## TEXT EXCERPT
Christianson grew up afraid of driving. When he turned 16, he practiced for more than a year before attempting his driver's test. Strangely, he gained so much confidence that he went on to a have a short career as a race-car driver.
But as he lived life in the fast lane, five of Christianson's friends were killed on the road — two in head-on collisions, one in a gravel shoulder drop-off, and two in intersection crashes.
So in 1967, Christianson began teaching safe driving. Today, he's president of Young Drivers of Canada, the largest driver-training organization in the country with more than 140 locations and 400 instructors. Still, although cars are safer and training is available for drivers, winter accidents continue to happen each and every year.
"We still have a long way to go," Christianson said, "but we've now got the knowledge and the tools to save ourselves from winter driving accidents, and, if possible, avoid them altogether."
The following are a few winter driving tips, recommended by Christianson and other safe-driving advocates:
Get your car ready even before the weather gets too cold
"You have to start thinking about it now," Christianson said. "Otherwise the cold weather will catch you unprepared. The trick is to have your winter gear before the first snowfall, not afterward."
It's also a good idea to make an appointment at your local auto shop for a pre-winter checkup, especially if you're not mechanically inclined or a do-it-yourselfer.
"Get in there, get your car checked out ahead of time," said Doug Mayhew, manager of public and government affairs at the Canadian Automobile Association (CAA).
"If you wait until that first snowfall, you'll be in line for a long time."

## DATASET

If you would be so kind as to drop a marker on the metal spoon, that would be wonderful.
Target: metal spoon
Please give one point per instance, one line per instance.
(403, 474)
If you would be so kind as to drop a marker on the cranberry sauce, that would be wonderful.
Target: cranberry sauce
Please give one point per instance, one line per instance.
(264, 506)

## WORK TO DO
A) Quote the winter driving article from "Christianson grew up" to "a race-car driver.".
B) Answer these questions using the winter driving article:
(i) In what year did Christianson begin teaching safe driving?
(ii) How many locations does Young Drivers of Canada have?
(iii) Which organization employs Doug Mayhew?
The entries play no part in what comes next.

## TASK-BY-TASK SOLUTIONS
A)
Christianson grew up afraid of driving. When he turned 16, he practiced for more than a year before attempting his driver's test. Strangely, he gained so much confidence that he went on to a have a short career as a race-car driver.

B)
(i) 1967
(ii) More than 140
(iii) The Canadian Automobile Association (CAA)